▶ [Extracted text]:
------------------------------

Much more settled is that most kids who contract Covid-19 don’t get that sick. Data from the CDC report about symptoms among High Harbour staffers and campers was only available for 136 patients, with most showing mild symptoms including fever, headache, and sore throat. About a quarter of infected people reported no symptoms at all. The study did not say whether anyone had been hospitalized. (For questions about the outbreak, a Georgia Department of Public Health spokesman referred WIRED to the CDC report.)
According to the report, High Harbour followed many of the CDC’s recommendations for summer camps, including enhanced cleaning and disinfection procedures, staggering the use of communal spaces, and requiring physical distancing outside of cabins. But other recommendations regarding the use of masks and increasing ventilation whenever possible, were not followed. The report found that camp leaders did not require open windows and doors to increase air circulation, which is necessary to prevent the build-up of virus-containing aerosols. And while staff were required to wear cloth masks, High Harbour did not ask campers to do so. (The YMCA of Metropolitan Atlanta officials did not contest these details, saying only in their statement that High Harbour made every effort to follow CDC guidelines and has cooperated with the agency in its investigation.)
The CDC report concluded, in 28 of the camp’s 31 cabins, at least one person, and often many, tested positive. “Relatively large cohorts sleeping in the same cabin and engaging in regular singing and cheering likely contributed to transmission,” the CDC report authors wrote. Evidence for airborne transmission of SARS-CoV-2 has been building for months, making it clearer just how important the roles of masks, physical distancing, and good ventilation are in stemming the disease’s spread.
In an emailed statement, officials at the YMCA’s national office told WIRED that the organization worked with the American Camp Association, the CDC, and a consortium of infectious disease, medical and sanitation experts to publish health and safety guidelines for all Y camps, to use in determining if and how they could operate. “While the majority of YMCA day camps have opened this summer, the vast majority of our overnight camps chose not to open. Of those overnight camps that did open, we are not aware of any other COVID-19 outbreaks, nor are we aware of any camps that chose to close in reaction to the situation at High Harbour,” they wrote.
States are required to report any positive cases of Covid-19 to the federal government, a process which has been complicated as of late due to a disastrous data collection turf war between the CDC and the Department of Health and Human Services. But they’re not required to keep tabs on summer camp-specific outbreaks. That makes it hard to know if the High Harbour outbreak is an outlier, or a signifier of what awaits efforts to reunite children with IRL classrooms.

------------------------------

▶ [Work to complete]: According to the article on the High Harbour camp outbreak, in how many of the camp's 31 cabins did at least one person test positive?

(Data items)
------------------------------

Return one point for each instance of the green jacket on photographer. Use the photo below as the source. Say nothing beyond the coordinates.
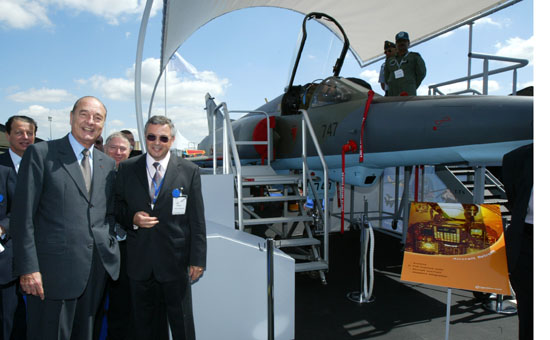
(404, 73)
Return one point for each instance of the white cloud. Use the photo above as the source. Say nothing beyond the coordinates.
(371, 76)
(185, 94)
(488, 21)
(477, 85)
(44, 95)
(517, 48)
(116, 122)
(22, 14)
(60, 123)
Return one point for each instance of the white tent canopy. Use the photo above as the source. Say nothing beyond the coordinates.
(365, 22)
(181, 143)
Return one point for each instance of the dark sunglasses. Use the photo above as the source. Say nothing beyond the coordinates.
(152, 138)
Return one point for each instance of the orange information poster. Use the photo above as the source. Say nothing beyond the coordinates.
(456, 245)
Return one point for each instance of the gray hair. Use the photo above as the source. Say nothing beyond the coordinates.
(118, 135)
(161, 120)
(86, 97)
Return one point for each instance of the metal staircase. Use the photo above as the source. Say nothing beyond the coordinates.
(254, 188)
(292, 230)
(461, 180)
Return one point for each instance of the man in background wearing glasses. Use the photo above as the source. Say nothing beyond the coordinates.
(159, 202)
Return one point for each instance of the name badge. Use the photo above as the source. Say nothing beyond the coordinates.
(399, 74)
(179, 204)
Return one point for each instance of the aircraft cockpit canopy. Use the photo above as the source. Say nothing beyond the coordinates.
(330, 91)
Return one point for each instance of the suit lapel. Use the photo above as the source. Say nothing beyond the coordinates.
(170, 177)
(140, 170)
(69, 162)
(99, 173)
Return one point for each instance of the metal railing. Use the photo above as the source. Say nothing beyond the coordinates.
(225, 148)
(306, 123)
(230, 148)
(518, 63)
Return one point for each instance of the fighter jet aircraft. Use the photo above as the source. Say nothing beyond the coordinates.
(374, 132)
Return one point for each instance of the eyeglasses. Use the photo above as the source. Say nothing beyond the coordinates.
(115, 147)
(163, 139)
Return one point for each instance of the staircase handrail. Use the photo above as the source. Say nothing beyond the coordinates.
(519, 63)
(306, 122)
(229, 138)
(268, 142)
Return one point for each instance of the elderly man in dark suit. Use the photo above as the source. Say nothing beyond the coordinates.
(159, 202)
(8, 296)
(64, 243)
(20, 133)
(517, 176)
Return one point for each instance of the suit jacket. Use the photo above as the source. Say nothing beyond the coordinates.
(177, 241)
(517, 176)
(5, 159)
(58, 223)
(8, 179)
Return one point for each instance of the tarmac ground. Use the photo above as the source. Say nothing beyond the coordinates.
(401, 310)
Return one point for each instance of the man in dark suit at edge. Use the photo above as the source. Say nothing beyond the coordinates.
(20, 133)
(8, 288)
(159, 202)
(64, 243)
(517, 176)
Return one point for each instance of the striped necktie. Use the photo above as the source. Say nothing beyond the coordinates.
(155, 183)
(86, 171)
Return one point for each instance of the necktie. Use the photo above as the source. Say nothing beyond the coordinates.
(86, 171)
(155, 183)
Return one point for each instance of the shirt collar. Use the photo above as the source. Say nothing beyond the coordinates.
(77, 148)
(16, 159)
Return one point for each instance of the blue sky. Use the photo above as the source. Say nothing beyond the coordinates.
(55, 51)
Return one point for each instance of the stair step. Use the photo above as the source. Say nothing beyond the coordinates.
(271, 180)
(462, 172)
(260, 199)
(297, 242)
(272, 220)
(310, 266)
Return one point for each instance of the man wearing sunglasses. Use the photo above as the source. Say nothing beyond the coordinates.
(389, 51)
(64, 245)
(404, 71)
(159, 202)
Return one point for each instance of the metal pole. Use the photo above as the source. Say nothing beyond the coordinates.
(214, 149)
(270, 306)
(448, 318)
(406, 203)
(514, 81)
(50, 120)
(396, 199)
(137, 72)
(470, 54)
(485, 76)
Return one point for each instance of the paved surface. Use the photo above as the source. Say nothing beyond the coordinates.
(401, 310)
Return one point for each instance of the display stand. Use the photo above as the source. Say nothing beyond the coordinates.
(448, 317)
(498, 305)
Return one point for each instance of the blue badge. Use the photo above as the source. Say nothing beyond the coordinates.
(176, 193)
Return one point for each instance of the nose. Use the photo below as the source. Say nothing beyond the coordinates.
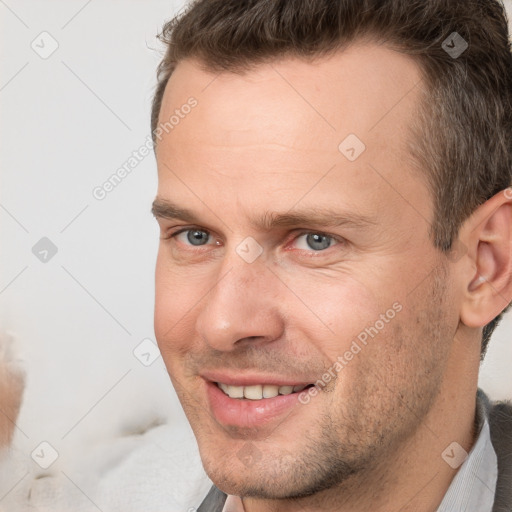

------------------------------

▶ [Solved exercise]: At least one person tested positive in 28 of the 31 cabins.